[Work order]:
Transcribe the records that follow, keeping every word as it stands.

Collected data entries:
◇ ◇ ◇ ◇ ◇
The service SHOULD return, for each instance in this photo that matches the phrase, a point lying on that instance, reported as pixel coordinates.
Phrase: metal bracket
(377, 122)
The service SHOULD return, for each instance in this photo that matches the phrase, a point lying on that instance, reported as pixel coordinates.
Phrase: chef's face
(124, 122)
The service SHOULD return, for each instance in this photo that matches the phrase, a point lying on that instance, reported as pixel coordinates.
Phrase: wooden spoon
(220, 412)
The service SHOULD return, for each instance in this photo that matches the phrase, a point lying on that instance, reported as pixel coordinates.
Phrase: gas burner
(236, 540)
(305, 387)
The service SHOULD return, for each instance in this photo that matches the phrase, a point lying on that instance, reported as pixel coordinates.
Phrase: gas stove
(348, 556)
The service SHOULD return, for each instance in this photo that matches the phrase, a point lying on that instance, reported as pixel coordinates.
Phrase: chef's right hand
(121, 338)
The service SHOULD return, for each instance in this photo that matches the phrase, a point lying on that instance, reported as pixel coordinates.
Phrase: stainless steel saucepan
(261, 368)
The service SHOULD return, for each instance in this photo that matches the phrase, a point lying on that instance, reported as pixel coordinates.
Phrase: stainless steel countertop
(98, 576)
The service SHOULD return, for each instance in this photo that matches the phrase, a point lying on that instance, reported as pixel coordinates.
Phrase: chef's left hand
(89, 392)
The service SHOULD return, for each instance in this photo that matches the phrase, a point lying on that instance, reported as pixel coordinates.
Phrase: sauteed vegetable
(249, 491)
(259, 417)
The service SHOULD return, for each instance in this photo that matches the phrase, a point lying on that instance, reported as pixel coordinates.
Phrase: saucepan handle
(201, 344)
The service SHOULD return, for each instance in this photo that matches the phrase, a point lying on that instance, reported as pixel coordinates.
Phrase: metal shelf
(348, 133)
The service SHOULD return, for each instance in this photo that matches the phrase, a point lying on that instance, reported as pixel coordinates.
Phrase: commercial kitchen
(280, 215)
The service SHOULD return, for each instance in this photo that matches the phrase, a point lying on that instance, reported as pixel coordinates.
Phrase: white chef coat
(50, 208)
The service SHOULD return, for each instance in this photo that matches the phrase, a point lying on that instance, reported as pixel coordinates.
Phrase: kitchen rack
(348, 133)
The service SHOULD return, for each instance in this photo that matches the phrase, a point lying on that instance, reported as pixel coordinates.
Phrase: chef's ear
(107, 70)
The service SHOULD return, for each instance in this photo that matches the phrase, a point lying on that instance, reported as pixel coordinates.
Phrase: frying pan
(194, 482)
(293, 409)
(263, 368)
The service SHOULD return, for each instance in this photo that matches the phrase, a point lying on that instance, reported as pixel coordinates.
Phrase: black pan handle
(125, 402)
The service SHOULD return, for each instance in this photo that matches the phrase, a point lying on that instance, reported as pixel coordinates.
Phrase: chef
◇ ◇ ◇ ◇ ◇
[Result of the task]:
The service SHOULD return, for each instance in this photo that matches the phrase, a point lying on that instance, reported as pixel coordinates.
Phrase: metal bracket
(377, 122)
The service SHOULD return, for each instance in this photo that matches the phrase, a point lying on that instance, reported as pixel coordinates.
Phrase: chef's face
(124, 122)
The service SHOULD return, for each instance in this photo that matches the phrase, a point lying on that instance, reported as pixel coordinates.
Phrase: wooden spoon
(220, 412)
The service SHOULD return, for each instance in this photo that matches the phrase, a point lying on that instance, reported as pixel coordinates.
Phrase: gas burner
(236, 540)
(305, 387)
The service SHOULD return, for each instance in this photo that matches the phrase, a point lying on that instance, reported as pixel coordinates.
Phrase: gas stove
(348, 556)
The service SHOULD return, for each instance in this photo that matches the phrase, a point lying on that instance, reported as pixel coordinates.
Phrase: chef's right hand
(121, 338)
The service SHOULD return, for each instance in this photo that matches the phrase, a point lying on that instance, reported as pixel coordinates.
Phrase: stainless steel saucepan
(261, 368)
The service SHOULD return, for each instance in this photo that matches the phrase, a point lying on that instance, reported as pixel coordinates.
Phrase: stainless steel countertop
(98, 576)
The service SHOULD return, for each instance in this photo that matches the phrase, a point lying on that instance, reported as pixel coordinates.
Phrase: chef's left hand
(89, 392)
The service SHOULD return, for each instance in this photo that matches the phrase, a point lying on that instance, reported as pixel coordinates.
Phrase: sauteed vegetable
(249, 491)
(259, 417)
The service SHOULD return, for each instance in this photo that matches the phrase, a point lying on that instance, reported as pixel coordinates.
Phrase: saucepan handle
(201, 344)
The service SHOULD return, for each instance in this photo that matches the phrase, a point lying on that instance, reported as pixel coordinates.
Phrase: metal shelf
(348, 133)
The service SHOULD return, for each instance in this photo that matches the phrase, a point lying on that instance, reported as pixel coordinates.
Phrase: commercial kitchen
(280, 215)
The service SHOULD return, for each instance in this photo that matches the phrase, a point lying on that instance, reported as pixel coordinates.
Phrase: white chef coat
(50, 208)
The service SHOULD return, for each instance in this photo that matches the phrase, a point lying on that instance, reported as pixel coordinates.
Phrase: kitchen rack
(348, 133)
The service SHOULD return, for each instance in this photo that matches the phrase, a point lying on that instance, reported as pixel coordinates.
Phrase: chef's ear
(107, 70)
The service SHOULD return, for each instance in this photo that matches the phrase, a point lying on that instance, reported as pixel coordinates.
Phrase: frying pan
(194, 482)
(293, 409)
(263, 368)
The service SHOULD return, for each instance in this photo that matches the phrase, a point lying on that instance, reported as pixel coordinates.
Phrase: black pan handle
(125, 402)
The service SHOULD return, for each instance in this photo that matches the phrase, a point lying on that instance, reported as pixel coordinates.
Phrase: chef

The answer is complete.